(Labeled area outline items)
§ §

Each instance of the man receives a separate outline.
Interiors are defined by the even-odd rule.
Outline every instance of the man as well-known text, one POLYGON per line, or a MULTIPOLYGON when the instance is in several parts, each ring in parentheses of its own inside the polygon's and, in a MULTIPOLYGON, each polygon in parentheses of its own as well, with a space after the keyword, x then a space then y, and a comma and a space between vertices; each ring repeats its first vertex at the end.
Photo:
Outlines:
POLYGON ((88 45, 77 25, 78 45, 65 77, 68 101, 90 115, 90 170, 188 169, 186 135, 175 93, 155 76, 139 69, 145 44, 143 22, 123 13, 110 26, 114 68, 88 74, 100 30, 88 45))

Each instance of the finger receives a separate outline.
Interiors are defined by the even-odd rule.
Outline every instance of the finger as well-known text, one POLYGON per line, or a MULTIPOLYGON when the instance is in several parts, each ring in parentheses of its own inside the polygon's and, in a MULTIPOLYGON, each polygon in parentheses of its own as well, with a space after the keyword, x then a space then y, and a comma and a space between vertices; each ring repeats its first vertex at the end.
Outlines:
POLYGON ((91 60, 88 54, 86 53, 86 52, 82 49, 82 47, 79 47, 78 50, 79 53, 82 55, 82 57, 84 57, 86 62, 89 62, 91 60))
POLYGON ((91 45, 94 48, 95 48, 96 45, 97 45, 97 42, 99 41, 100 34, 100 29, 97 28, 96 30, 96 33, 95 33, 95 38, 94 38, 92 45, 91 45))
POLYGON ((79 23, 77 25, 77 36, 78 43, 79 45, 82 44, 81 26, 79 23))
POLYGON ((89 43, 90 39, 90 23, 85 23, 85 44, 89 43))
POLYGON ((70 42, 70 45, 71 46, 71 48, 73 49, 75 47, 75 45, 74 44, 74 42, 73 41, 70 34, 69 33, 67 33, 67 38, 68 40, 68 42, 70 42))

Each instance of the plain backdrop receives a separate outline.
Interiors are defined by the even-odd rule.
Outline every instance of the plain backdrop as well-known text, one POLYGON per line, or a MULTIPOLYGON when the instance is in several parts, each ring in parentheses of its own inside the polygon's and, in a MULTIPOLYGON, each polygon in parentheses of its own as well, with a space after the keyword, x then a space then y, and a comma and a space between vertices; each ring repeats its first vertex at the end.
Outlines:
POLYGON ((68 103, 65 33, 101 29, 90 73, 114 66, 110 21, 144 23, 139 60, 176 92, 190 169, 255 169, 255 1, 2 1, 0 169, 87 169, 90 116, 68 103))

§ §

Rewrite the rows above as a two-column CSV with the header text,answer. Give one line per row, putting its text and its answer each in a single quoted field and replacing line breaks with spaces.

text,answer
"Each instance of the man receives a separate outline. Interiors are defined by the even-odd rule. Outline every instance of the man as well-known text, one POLYGON per line, or a MULTIPOLYGON when the instance is in several parts, each ring in parentheses of its own inside the polygon's and, in a MULTIPOLYGON, each polygon in parentheses of its own as well, with a space after the keyword, x then a space then y, and a comma and a space between vertices; each ring repeats its first vertex at the end. Photo: Outlines:","POLYGON ((88 45, 77 25, 78 45, 65 77, 68 101, 90 115, 90 170, 188 169, 186 135, 175 93, 155 76, 139 69, 145 44, 143 22, 123 13, 110 26, 114 68, 88 74, 100 30, 88 45))"
"Each instance of the finger receives a separate outline. Interiors are defined by the even-odd rule. Outline every instance of the finger as well-known text, one POLYGON per line, or a MULTIPOLYGON when the instance is in several parts, each ring in parentheses of its own inside the polygon's and, in a MULTIPOLYGON, each polygon in parentheses of its own as well, with a space after the keyword, x then a space then y, and a comma and a space between vertices; each ring repeats its first vertex at the end. Outlines:","POLYGON ((91 60, 88 54, 86 53, 86 52, 82 49, 82 47, 79 47, 78 50, 79 53, 82 55, 82 57, 84 57, 86 62, 89 62, 91 60)) POLYGON ((91 45, 94 48, 95 48, 96 45, 97 45, 97 42, 99 41, 100 34, 100 29, 97 28, 96 30, 96 33, 95 33, 95 38, 94 38, 92 45, 91 45)) POLYGON ((79 23, 77 25, 77 36, 78 43, 79 45, 82 44, 81 26, 79 23)) POLYGON ((89 43, 90 39, 90 23, 85 23, 85 44, 89 43)) POLYGON ((70 42, 70 45, 71 46, 71 48, 73 49, 75 47, 75 45, 74 44, 74 42, 73 41, 70 34, 69 33, 67 33, 67 38, 68 40, 68 42, 70 42))"
"Each instance of the plain backdrop receives a separate outline. Interiors are defined by the even-odd rule. Outline every instance of the plain backdrop as well-known text, one POLYGON per line, or a MULTIPOLYGON when the instance is in several parts, each ring in parentheses of its own inside the polygon's and, in a MULTIPOLYGON, each polygon in parentheses of its own as well, with a space after the keyword, x then a space then y, and a comma and a space between vertices; each ring repeats its first vertex at the end. Outlines:","POLYGON ((68 103, 65 33, 101 29, 90 73, 114 66, 110 21, 144 23, 139 60, 176 92, 190 169, 255 169, 255 1, 2 1, 0 169, 87 169, 90 116, 68 103))"